Dataset
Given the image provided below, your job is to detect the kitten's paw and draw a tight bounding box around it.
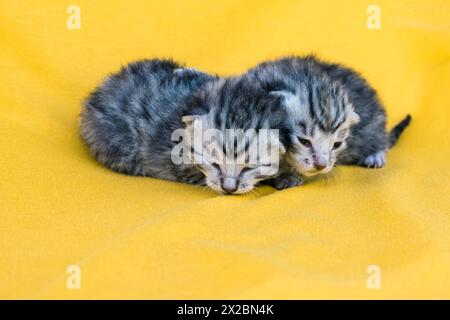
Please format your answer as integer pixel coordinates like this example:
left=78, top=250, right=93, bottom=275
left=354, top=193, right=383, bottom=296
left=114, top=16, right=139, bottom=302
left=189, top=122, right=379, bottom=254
left=363, top=151, right=386, bottom=168
left=269, top=175, right=303, bottom=190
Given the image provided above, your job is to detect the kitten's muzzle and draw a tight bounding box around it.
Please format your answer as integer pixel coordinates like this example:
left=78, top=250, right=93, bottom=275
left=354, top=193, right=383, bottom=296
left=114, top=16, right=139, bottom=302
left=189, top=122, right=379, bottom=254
left=222, top=177, right=238, bottom=194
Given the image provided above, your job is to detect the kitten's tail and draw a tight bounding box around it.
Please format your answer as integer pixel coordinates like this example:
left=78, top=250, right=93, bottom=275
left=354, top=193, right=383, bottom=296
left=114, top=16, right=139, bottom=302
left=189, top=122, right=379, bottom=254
left=389, top=114, right=411, bottom=148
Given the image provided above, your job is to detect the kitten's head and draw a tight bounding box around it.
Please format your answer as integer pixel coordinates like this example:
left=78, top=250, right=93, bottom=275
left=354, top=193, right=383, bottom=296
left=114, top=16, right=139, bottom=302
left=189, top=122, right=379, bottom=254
left=274, top=75, right=359, bottom=176
left=183, top=79, right=286, bottom=194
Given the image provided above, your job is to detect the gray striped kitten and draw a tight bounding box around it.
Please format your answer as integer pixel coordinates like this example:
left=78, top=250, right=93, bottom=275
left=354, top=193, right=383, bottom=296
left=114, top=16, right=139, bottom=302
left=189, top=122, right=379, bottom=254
left=80, top=60, right=287, bottom=194
left=246, top=56, right=411, bottom=189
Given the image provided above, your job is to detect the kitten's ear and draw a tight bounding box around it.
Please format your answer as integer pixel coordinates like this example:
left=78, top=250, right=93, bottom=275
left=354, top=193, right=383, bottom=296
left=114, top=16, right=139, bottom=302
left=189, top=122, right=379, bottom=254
left=348, top=110, right=361, bottom=125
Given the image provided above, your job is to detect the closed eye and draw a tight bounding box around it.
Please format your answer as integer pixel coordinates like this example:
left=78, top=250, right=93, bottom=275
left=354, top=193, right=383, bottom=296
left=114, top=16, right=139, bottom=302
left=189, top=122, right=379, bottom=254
left=333, top=141, right=342, bottom=150
left=211, top=163, right=222, bottom=172
left=298, top=137, right=312, bottom=147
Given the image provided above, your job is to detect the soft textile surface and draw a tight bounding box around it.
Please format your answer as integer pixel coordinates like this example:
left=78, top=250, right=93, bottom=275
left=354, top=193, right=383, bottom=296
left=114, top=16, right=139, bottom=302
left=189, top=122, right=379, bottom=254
left=0, top=0, right=450, bottom=299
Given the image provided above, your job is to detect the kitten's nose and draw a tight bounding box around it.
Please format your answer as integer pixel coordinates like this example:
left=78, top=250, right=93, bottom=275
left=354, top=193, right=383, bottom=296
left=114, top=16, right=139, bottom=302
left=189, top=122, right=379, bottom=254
left=314, top=162, right=327, bottom=171
left=314, top=158, right=327, bottom=171
left=222, top=178, right=237, bottom=194
left=313, top=155, right=328, bottom=171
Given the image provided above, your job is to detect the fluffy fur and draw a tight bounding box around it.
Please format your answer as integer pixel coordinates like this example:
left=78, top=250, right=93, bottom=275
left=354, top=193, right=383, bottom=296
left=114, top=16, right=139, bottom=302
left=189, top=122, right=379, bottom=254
left=80, top=60, right=287, bottom=193
left=247, top=56, right=410, bottom=185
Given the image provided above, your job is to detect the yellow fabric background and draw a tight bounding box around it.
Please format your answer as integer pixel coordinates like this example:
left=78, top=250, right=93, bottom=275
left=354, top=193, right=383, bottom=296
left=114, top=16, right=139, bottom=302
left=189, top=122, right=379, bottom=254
left=0, top=0, right=450, bottom=299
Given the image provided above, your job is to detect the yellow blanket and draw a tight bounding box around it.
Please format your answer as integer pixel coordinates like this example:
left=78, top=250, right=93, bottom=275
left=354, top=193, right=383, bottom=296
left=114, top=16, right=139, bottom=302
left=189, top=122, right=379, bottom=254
left=0, top=0, right=450, bottom=299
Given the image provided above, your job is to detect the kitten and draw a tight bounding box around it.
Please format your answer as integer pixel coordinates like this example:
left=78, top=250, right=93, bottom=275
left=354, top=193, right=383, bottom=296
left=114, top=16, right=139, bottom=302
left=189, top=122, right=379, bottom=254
left=80, top=60, right=286, bottom=194
left=246, top=56, right=411, bottom=188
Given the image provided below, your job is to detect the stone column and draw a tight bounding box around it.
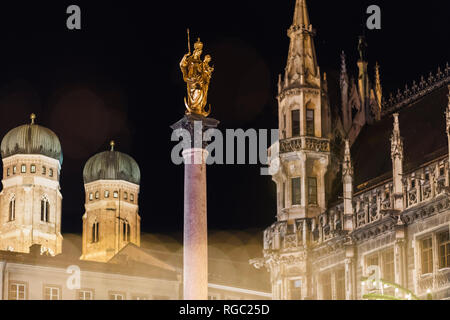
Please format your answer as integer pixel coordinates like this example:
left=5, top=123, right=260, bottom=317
left=171, top=114, right=219, bottom=300
left=183, top=148, right=208, bottom=300
left=344, top=241, right=356, bottom=300
left=445, top=85, right=450, bottom=170
left=342, top=140, right=355, bottom=232
left=391, top=113, right=404, bottom=212
left=394, top=223, right=408, bottom=288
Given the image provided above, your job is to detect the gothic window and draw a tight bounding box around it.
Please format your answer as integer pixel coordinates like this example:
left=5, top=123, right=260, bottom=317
left=437, top=231, right=450, bottom=269
left=420, top=238, right=433, bottom=274
left=336, top=269, right=345, bottom=300
left=9, top=197, right=16, bottom=221
left=289, top=279, right=302, bottom=300
left=383, top=250, right=395, bottom=283
left=122, top=221, right=130, bottom=242
left=41, top=198, right=50, bottom=222
left=308, top=177, right=317, bottom=204
left=322, top=272, right=333, bottom=300
left=291, top=178, right=302, bottom=205
left=291, top=110, right=300, bottom=137
left=306, top=109, right=314, bottom=136
left=8, top=282, right=27, bottom=300
left=91, top=221, right=99, bottom=243
left=439, top=166, right=445, bottom=177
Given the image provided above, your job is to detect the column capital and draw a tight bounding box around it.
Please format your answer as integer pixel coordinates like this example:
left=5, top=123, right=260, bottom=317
left=170, top=114, right=220, bottom=148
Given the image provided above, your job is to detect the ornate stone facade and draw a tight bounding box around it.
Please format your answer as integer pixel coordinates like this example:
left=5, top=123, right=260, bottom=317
left=0, top=115, right=63, bottom=255
left=255, top=0, right=450, bottom=300
left=81, top=143, right=141, bottom=262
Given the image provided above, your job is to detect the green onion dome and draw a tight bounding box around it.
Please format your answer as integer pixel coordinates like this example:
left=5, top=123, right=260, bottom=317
left=83, top=141, right=141, bottom=184
left=0, top=113, right=63, bottom=165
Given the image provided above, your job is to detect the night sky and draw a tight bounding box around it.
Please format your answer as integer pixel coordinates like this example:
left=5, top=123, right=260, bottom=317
left=0, top=0, right=450, bottom=238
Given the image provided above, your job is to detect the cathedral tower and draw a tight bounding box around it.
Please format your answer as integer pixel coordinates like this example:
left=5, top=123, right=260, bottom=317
left=0, top=114, right=62, bottom=255
left=264, top=0, right=331, bottom=299
left=273, top=0, right=330, bottom=220
left=81, top=141, right=141, bottom=262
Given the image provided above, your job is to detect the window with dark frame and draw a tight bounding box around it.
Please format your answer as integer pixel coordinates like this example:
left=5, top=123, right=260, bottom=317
left=308, top=177, right=317, bottom=204
left=8, top=282, right=27, bottom=300
left=420, top=237, right=433, bottom=274
left=336, top=268, right=345, bottom=300
left=383, top=250, right=395, bottom=283
left=91, top=221, right=99, bottom=243
left=437, top=231, right=450, bottom=269
left=9, top=198, right=16, bottom=221
left=289, top=279, right=302, bottom=300
left=291, top=178, right=302, bottom=205
left=122, top=221, right=130, bottom=242
left=44, top=287, right=61, bottom=300
left=41, top=199, right=50, bottom=222
left=291, top=110, right=300, bottom=137
left=306, top=109, right=315, bottom=136
left=322, top=272, right=333, bottom=300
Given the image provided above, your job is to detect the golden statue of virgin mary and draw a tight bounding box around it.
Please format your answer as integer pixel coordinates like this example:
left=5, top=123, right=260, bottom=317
left=180, top=33, right=214, bottom=117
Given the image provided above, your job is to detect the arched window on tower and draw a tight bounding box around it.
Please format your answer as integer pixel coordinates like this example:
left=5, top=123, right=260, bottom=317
left=92, top=221, right=99, bottom=243
left=306, top=105, right=315, bottom=137
left=122, top=220, right=130, bottom=242
left=8, top=197, right=16, bottom=221
left=41, top=197, right=50, bottom=222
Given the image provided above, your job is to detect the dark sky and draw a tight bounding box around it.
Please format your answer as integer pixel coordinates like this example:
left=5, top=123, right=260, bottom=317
left=0, top=0, right=450, bottom=232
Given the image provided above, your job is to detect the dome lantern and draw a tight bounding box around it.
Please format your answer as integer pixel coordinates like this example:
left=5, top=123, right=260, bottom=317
left=83, top=141, right=141, bottom=184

Your objective
Starting at the line that has "detect the gray" and ending after the line that has "left=348, top=110, right=361, bottom=125", rewrite those items with "striped" changed to "tabby" and nothing else altered.

Full solution
Given the image provided above, your job is to detect the gray tabby kitten and draw a tight bounding box around it.
Please format your answer as integer pixel coordinates like this example:
left=78, top=250, right=93, bottom=275
left=354, top=193, right=383, bottom=296
left=114, top=16, right=139, bottom=302
left=189, top=122, right=379, bottom=254
left=80, top=60, right=287, bottom=194
left=246, top=56, right=411, bottom=189
Given the image provided above, your job is to detect the kitten's ear and draw a tight bounding box around it.
Please format your answer as integer pixel coordinates like this example:
left=78, top=250, right=93, bottom=275
left=354, top=193, right=383, bottom=296
left=114, top=16, right=139, bottom=302
left=189, top=122, right=379, bottom=254
left=348, top=110, right=361, bottom=125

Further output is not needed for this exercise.